## Texto dado
+++
ÁNGEL GRACIA: SOBRE 'CAMPO ROJO'

ÁNGEL GRACIA: SOBRE 'CAMPO ROJO'

[Heraldo.es, dirigido por Esperanza Pamplona, publica hoy esta entrevista con el escritor Ángel Gracias. La foto es Heraldo.es]

 

“Todos los chavales sienten miedo”

“No existe nada más tremendo que la realidad”

 

 

Antón CASTRO / Zaragoza

Ángel Gracia (Zaragoza, 1970) es poeta y narrador. Acaba de publicar ‘Campo rojo’ (Candaya), una novela de infancia sobrecogedora y salvaje que sucede en un territorio de suburbio que parece “un descampado lleno de ratas, escombros y cadáveres de electrodomésticos”. Allí se mezclan la violencia, el insulto o la desesperación con la obsesión del sexo y el pegamento. El libro acaba de presentarse en la FNAC.

¿Cómo nace ‘Campo rojo’? ¿De qué recuerdos o dolorosas experiencias nace? 

Desgraciadamente, todos hemos tenido alguna experiencia, ya sea como víctimas o como verdugos, marcada por la violencia. Todos hemos sido testigos de escenas injustas que no hemos intentado o no hemos sabido detener. No hay nada más terrible que ver a varios niños pegando a otro en el patio de un colegio o un grupo de niños insultando a otro por la calle. He escrito esta novela, ‘Campo rojo’, pensando en aquellos que alguna vez han sentido en sus carnes la barbarie de los brutos. La he escrito para situarme del lado de los solitarios, de los marginados, de los diferentes que nunca han podido o querido formar parte de la manada.
+++
Entradas de señalamiento de objetos etiquetados:
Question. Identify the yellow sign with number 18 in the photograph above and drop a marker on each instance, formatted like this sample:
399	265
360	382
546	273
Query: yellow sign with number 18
+++
## Tarea 1
Transcribe tal cual un fragmento de la entrevista: comienza en las palabras que incluyen "Antón CASTRO /" y termina después de "dolorosas experiencias nace?".
## Tarea 2
Responde a partir de la entrevista:
(a) ¿En qué editorial se ha publicado 'Campo rojo'?
(b) ¿Dónde se presentó el libro?
(c) ¿Del lado de quiénes afirma el autor que escribió la novela?
## Tarea 3
Traduce al inglés esta oración de la entrevista: "Todos hemos sido testigos de escenas injustas que no hemos intentado o no hemos sabido detener."
Los registros no intervienen en este ejercicio.

## Respuesta final 1
Antón CASTRO / Zaragoza

Ángel Gracia (Zaragoza, 1970) es poeta y narrador. Acaba de publicar ‘Campo rojo’ (Candaya), una novela de infancia sobrecogedora y salvaje que sucede en un territorio de suburbio que parece “un descampado lleno de ratas, escombros y cadáveres de electrodomésticos”. Allí se mezclan la violencia, el insulto o la desesperación con la obsesión del sexo y el pegamento. El libro acaba de presentarse en la FNAC.

¿Cómo nace ‘Campo rojo’? ¿De qué recuerdos o dolorosas experiencias nace?

## Respuesta final 2
(a) En Candaya.
(b) En la FNAC.
(c) Del lado de los solitarios, de los marginados, de los diferentes que nunca han podido o querido formar parte de la manada.

## Respuesta final 3
We have all witnessed unjust scenes that we have not tried to stop or have not known how to stop.